SUPPLIED RECORDS.
-- -- --

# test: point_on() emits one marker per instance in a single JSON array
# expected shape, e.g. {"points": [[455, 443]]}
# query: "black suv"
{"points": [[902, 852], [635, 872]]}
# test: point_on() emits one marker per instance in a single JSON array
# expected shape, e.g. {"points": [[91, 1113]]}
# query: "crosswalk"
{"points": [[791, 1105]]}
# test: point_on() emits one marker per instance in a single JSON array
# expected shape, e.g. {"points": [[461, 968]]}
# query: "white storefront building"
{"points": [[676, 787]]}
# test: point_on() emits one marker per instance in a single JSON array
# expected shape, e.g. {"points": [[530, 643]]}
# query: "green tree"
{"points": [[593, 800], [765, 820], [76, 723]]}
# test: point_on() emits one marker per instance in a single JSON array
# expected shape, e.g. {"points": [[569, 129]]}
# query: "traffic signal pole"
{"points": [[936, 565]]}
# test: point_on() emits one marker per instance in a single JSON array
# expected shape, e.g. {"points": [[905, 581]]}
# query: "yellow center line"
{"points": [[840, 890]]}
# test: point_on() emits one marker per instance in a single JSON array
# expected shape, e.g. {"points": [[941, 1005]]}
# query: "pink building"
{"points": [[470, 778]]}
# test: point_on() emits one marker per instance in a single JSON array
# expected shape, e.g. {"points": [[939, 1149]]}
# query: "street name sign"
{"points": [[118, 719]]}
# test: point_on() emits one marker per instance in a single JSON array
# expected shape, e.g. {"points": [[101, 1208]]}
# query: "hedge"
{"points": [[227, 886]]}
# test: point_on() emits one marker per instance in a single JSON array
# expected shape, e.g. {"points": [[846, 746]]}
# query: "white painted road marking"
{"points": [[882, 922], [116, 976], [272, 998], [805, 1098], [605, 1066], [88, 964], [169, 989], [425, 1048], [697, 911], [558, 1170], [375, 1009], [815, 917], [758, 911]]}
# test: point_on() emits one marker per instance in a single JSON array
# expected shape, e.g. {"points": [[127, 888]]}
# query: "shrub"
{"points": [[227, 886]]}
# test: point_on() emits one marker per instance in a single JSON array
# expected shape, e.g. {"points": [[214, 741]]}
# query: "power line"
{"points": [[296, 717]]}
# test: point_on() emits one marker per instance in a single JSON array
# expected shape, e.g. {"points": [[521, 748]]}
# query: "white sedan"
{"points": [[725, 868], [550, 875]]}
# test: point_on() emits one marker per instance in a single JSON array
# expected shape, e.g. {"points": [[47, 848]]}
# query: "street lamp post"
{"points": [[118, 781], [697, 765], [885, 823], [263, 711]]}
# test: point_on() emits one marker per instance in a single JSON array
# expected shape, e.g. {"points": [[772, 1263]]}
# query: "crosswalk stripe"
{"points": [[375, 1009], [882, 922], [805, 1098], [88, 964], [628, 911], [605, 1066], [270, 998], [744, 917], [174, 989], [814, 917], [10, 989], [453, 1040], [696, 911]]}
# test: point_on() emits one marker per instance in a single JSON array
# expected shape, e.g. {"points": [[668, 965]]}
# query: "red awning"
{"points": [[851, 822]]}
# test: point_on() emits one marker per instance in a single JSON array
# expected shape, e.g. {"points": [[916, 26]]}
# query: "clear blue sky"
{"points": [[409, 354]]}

-- -- --

EXERCISE. Copy out the data shown above without altering anything.

CORRECT RESULT.
# test: point_on() emits one marker per instance in a single JSON array
# expected shape, e.g. {"points": [[455, 443]]}
# query: "black suv"
{"points": [[902, 852], [635, 872]]}
# test: point_on() emits one marker per instance in a single JSON array
# expected shape, e.g. {"points": [[91, 1113]]}
# query: "crosswalk"
{"points": [[791, 1105]]}
# test: point_on() emits one marker per instance in a single JSON array
# expected shape, e.g. {"points": [[461, 968]]}
# query: "white storefront building"
{"points": [[676, 787]]}
# test: point_on() emits one marker per instance in a single JSON array
# expected shape, e.g. {"points": [[530, 643]]}
# query: "green tree"
{"points": [[593, 800], [765, 820], [76, 723]]}
# test: point_on() emits one marker per instance in a single JSON array
# expected shape, e.g. {"points": [[569, 129]]}
# query: "traffic signal pole"
{"points": [[936, 565]]}
# test: point_on() emits one marker per instance in a single JSON array
# expected shape, e.g. {"points": [[905, 581]]}
# query: "yellow center line"
{"points": [[840, 890]]}
# test: point_on() emits one marker per instance in a single JSON array
# expected shape, e.g. {"points": [[941, 1005]]}
# query: "pink building"
{"points": [[470, 778]]}
# test: point_on() emits one marker per instance in a single JSON array
# expected shape, e.g. {"points": [[939, 1149]]}
# query: "street name sign"
{"points": [[118, 719]]}
# test: point_on() emits one marker per instance in a single JSON array
# expected shape, e.g. {"points": [[101, 1208]]}
# query: "hedge"
{"points": [[227, 886]]}
# test: point_on() emits one marker per instance in a single JSON array
# expected shape, e.g. {"points": [[846, 746]]}
# query: "white painted road marking"
{"points": [[882, 922], [116, 976], [272, 998], [805, 1098], [605, 1066], [88, 964], [169, 989], [425, 1048], [697, 911], [558, 1170], [375, 1009], [815, 917], [758, 911]]}
# test: point_on() emits one marker per instance in a single JSON array
# expected shape, e.g. {"points": [[127, 888]]}
# query: "shrub"
{"points": [[227, 886]]}
# test: point_on() emits one marker per instance in a single JSON array
# expected shape, e.g. {"points": [[214, 741]]}
# query: "power line"
{"points": [[296, 717]]}
# test: point_on() emits one marker per instance in a single JSON array
# expected shape, e.g. {"points": [[521, 748]]}
# query: "white sedan"
{"points": [[725, 868], [550, 875]]}
# test: point_on() emits one marker per instance in a single JSON array
# expected shape, e.g. {"points": [[47, 848]]}
# query: "street lamp post"
{"points": [[118, 781], [697, 765], [885, 823], [263, 711]]}
# test: point_on() emits one marker per instance in a single JSON array
# expected shape, e.g. {"points": [[772, 1263]]}
# query: "crosswalk stripe"
{"points": [[375, 1009], [882, 922], [805, 1098], [88, 964], [628, 911], [605, 1066], [270, 998], [744, 917], [174, 989], [814, 917], [10, 989], [453, 1040], [696, 911]]}
# test: point_on() emits one marker per instance in a single JSON array
# expected shape, e.g. {"points": [[668, 965]]}
# query: "red awning"
{"points": [[851, 822]]}
# test: point_on() emits one marker per instance in a single JSON array
# expected shape, e.g. {"points": [[916, 26]]}
# query: "clear blue sky"
{"points": [[409, 354]]}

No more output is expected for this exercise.